■ TO DO
Keep the pictures out, and restate the listing that follows exactly as written.

'''

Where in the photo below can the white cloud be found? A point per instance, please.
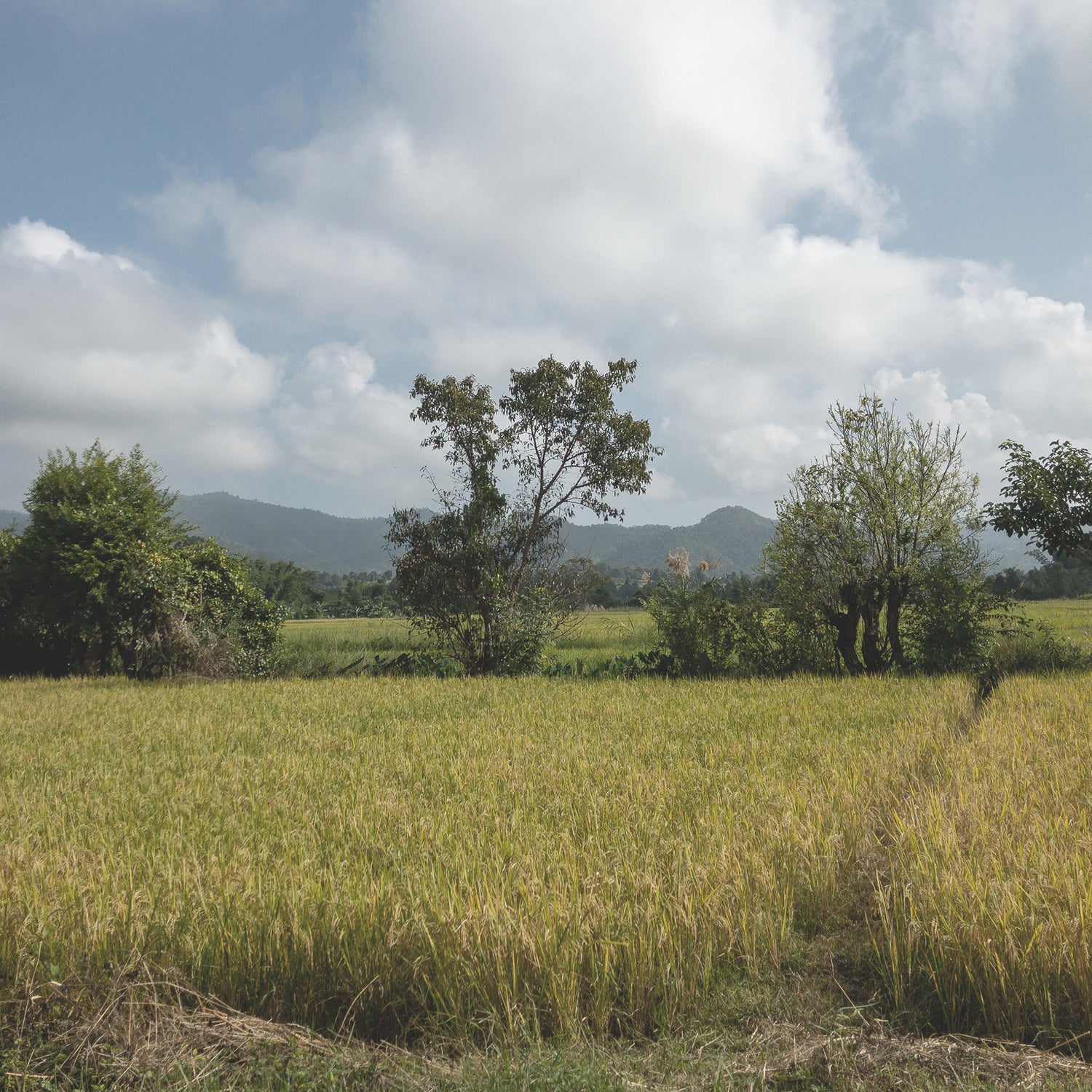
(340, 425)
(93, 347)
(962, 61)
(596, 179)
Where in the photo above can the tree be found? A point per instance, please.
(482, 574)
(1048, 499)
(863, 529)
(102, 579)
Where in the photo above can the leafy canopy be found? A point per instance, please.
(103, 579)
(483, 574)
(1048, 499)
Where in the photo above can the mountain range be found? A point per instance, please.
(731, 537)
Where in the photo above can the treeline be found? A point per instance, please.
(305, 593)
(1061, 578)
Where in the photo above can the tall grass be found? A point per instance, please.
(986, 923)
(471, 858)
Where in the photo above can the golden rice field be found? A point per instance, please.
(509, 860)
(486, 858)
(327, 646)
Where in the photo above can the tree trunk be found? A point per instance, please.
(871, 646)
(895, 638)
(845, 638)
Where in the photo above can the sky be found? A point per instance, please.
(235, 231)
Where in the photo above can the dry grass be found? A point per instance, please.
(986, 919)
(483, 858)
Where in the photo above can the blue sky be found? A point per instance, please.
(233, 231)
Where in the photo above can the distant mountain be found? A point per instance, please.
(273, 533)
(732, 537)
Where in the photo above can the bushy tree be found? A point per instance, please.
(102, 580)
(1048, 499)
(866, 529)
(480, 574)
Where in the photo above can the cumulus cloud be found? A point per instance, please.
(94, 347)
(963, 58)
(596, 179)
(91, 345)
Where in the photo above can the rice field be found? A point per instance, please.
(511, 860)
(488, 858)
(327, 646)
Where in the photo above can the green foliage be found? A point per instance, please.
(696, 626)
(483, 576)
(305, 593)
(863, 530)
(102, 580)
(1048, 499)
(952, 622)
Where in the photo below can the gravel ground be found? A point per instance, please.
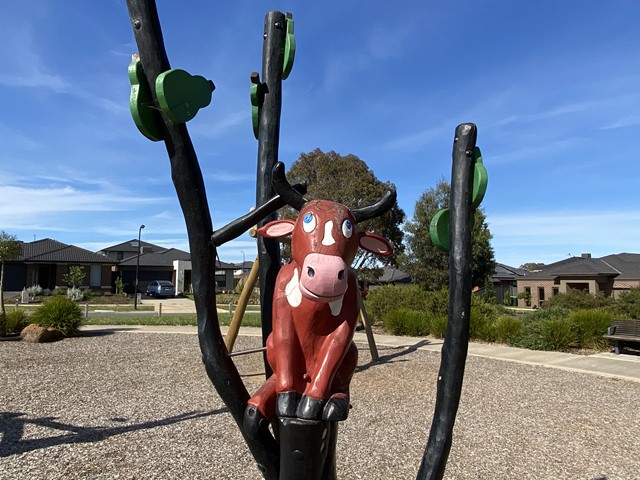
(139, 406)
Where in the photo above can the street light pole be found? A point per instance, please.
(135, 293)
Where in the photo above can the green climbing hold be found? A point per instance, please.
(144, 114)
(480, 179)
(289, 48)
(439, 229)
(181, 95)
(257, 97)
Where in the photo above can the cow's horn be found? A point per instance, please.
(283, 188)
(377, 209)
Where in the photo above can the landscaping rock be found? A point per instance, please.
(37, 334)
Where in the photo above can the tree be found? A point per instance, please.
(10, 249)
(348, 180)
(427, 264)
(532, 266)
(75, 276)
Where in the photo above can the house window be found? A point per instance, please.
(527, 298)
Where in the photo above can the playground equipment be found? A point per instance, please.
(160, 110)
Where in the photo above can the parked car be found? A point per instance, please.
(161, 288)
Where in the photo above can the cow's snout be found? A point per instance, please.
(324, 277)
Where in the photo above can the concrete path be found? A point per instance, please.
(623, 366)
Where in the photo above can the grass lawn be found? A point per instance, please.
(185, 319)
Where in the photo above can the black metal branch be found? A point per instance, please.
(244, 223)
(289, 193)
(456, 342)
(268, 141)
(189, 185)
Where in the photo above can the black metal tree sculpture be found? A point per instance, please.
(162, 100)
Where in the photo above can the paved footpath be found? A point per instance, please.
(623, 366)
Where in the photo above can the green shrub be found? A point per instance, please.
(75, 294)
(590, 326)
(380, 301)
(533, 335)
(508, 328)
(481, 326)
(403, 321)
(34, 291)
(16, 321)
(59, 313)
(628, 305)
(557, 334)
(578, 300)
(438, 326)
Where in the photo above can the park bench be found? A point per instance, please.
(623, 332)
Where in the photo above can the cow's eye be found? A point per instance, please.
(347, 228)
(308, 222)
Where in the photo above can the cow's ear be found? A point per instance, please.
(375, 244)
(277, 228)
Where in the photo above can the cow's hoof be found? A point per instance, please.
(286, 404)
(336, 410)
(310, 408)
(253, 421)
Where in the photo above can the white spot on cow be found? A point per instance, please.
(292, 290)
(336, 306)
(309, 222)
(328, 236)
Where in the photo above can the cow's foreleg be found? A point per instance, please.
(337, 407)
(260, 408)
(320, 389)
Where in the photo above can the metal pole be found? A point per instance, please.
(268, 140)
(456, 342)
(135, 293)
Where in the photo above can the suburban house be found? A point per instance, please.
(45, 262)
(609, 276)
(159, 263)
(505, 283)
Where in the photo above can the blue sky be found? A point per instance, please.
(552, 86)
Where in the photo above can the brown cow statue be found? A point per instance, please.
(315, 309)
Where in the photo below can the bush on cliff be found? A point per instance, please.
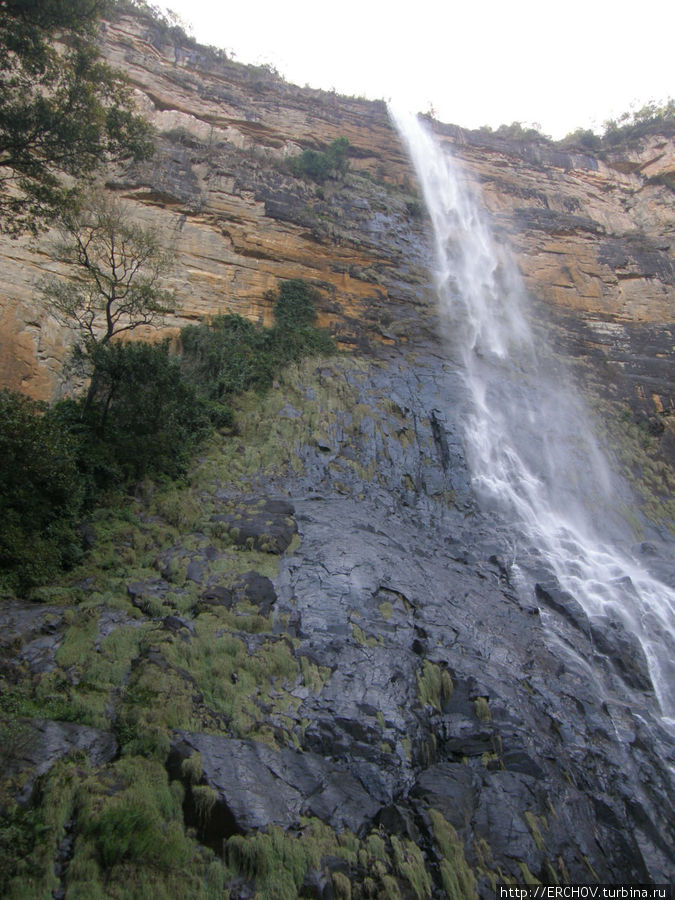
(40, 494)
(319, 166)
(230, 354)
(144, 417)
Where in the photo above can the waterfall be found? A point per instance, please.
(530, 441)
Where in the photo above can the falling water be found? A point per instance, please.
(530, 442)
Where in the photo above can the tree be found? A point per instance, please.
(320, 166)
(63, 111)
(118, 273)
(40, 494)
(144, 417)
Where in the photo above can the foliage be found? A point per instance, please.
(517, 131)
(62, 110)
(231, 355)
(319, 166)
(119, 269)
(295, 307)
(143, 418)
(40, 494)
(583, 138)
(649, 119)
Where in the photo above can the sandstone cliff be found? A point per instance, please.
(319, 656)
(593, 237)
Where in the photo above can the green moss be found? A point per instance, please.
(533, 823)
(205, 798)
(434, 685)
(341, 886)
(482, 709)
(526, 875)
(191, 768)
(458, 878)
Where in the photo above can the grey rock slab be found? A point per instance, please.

'''

■ WRITTEN REPLY
Where in the photo below can the white cloud be found? A point per instance, please.
(340, 425)
(93, 347)
(962, 61)
(596, 179)
Where in the photo above can the tree be found? A point per instance, please.
(482, 574)
(1048, 499)
(863, 529)
(102, 579)
Where in the photo above can the leafy canopy be found? A point per instance, please.
(103, 579)
(483, 574)
(1048, 499)
Where in the photo above can the mountain range be found? A point per instance, please.
(731, 537)
Where in the photo above can the treeline be found? A point per instance, please.
(305, 593)
(1061, 578)
Where in the photo above can the tall grass be found? A point per instance, please.
(986, 923)
(471, 858)
Where in the photo above can the golden rice field be found? A point per instance, please.
(509, 860)
(486, 858)
(327, 646)
Where in the photo above can the tree trunk be found? A point per instance, please.
(871, 646)
(895, 638)
(845, 638)
Where in the photo above can the sky be found? A point per instance, please.
(235, 231)
Where in the photo above can the dry grass be found? A point per instance, please.
(986, 919)
(483, 858)
Where in the photo above can the blue sky be found? A point per instance, please.
(233, 231)
Where in the photo above can the distant mountain be found? A point per instance, please.
(273, 533)
(732, 537)
Where in the photo above can the bushy tree be found? A point per instance, please.
(102, 580)
(1048, 499)
(866, 529)
(480, 574)
Where in the photo above can the cumulus cloud be found? A point per instance, please.
(94, 347)
(963, 58)
(596, 179)
(91, 345)
Where in the photo above can the rice field be found? A point per instance, please.
(511, 860)
(488, 858)
(327, 646)
Where in the photo above can the green foliage be found? A point per instance, please.
(696, 626)
(483, 576)
(305, 593)
(863, 530)
(102, 580)
(1048, 499)
(952, 622)
Where in the photo below can the gravel ground be found? A point per instance, please.
(139, 406)
Where in the photo above can the street light pole be found? A point per instance, please.
(135, 293)
Where in the photo above can the green climbing hold be found? A point per instance, please.
(144, 114)
(480, 179)
(289, 48)
(439, 229)
(181, 95)
(257, 97)
Where in the photo above can the cow's horn be found? A point per instance, please.
(283, 188)
(377, 209)
Where in the photo above can the landscaping rock be found? A point per instance, please.
(37, 334)
Where in the photo above can the tree be found? A point per instance, please.
(10, 249)
(348, 180)
(427, 264)
(532, 266)
(75, 276)
Where in the photo above can the house window be found? A point per instance, please.
(527, 298)
Where in the photo above can the playground equipment be found? A point per instance, please.
(160, 110)
Where in the photo above can the parked car be found? A point per instance, please.
(161, 288)
Where in the photo above can the cow's snout be found? A point per instance, please.
(324, 277)
Where in the photo above can the concrete path be found? A point per instance, please.
(623, 366)
Where in the photo above can the grass lawn be found? A point per instance, please.
(185, 319)
Where in the photo above can the black metal branch be found? A point per instance, please.
(244, 223)
(289, 193)
(456, 342)
(268, 141)
(189, 185)
Where in the photo above can the black metal tree sculpture be found? A point per instance, please.
(162, 100)
Where in the photo above can the paved footpath be found? A point per instance, please.
(623, 366)
Where in the photo above can the green shrub be found? A point per instance, please.
(75, 294)
(590, 326)
(380, 301)
(533, 335)
(508, 328)
(481, 326)
(403, 321)
(34, 291)
(16, 321)
(59, 313)
(628, 305)
(557, 334)
(578, 300)
(438, 326)
Where in the photo above can the park bench be found? A point per instance, please.
(623, 332)
Where in the photo above can the cow's eye be found? A point per instance, please.
(347, 228)
(308, 222)
Where in the photo above can the cow's ear be found? A point per instance, please.
(375, 244)
(277, 228)
Where in the photo above can the cow's hoof be found? A point per instance, please.
(286, 404)
(336, 410)
(310, 408)
(253, 421)
Where in the photo above can the white spot on cow be found? A point per instance, please.
(292, 290)
(336, 306)
(309, 222)
(328, 236)
Where in the photo above can the cow's foreleg be found? A point per instance, please.
(337, 407)
(260, 408)
(320, 389)
Where in the photo above can the metal pole be found? A point per instance, please.
(268, 140)
(456, 342)
(135, 293)
Where in the photo above can the suburban house be found? A point per instance, please.
(45, 262)
(609, 276)
(159, 263)
(505, 283)
Where in the photo above can the blue sky be found? A point per instance, please.
(552, 86)
Where in the photo above can the brown cow statue be found? A point per instance, please.
(315, 309)
Where in the photo below can the bush on cliff be found? A point per instance, please.
(40, 494)
(319, 166)
(230, 354)
(144, 417)
Where in the photo above can the waterfall be found? A point per instance, please.
(530, 441)
Where in the photo above can the falling water be found? A point per instance, please.
(530, 442)
Where in the photo above can the tree be found? A point per instance, please.
(320, 166)
(63, 111)
(118, 273)
(40, 494)
(144, 417)
Where in the photo above can the foliage be found? A point per instance, please.
(517, 131)
(62, 110)
(231, 355)
(319, 166)
(119, 269)
(295, 307)
(143, 418)
(40, 494)
(583, 138)
(649, 119)
Where in the photo above can the sandstone cliff be found? A point per instance, please.
(319, 656)
(593, 237)
Where in the photo above can the green moss be found? A point per instance, please.
(533, 823)
(205, 798)
(434, 685)
(341, 886)
(482, 709)
(526, 875)
(191, 768)
(458, 878)
Where in the photo above can the grey rock slab be found? A point per instance, please.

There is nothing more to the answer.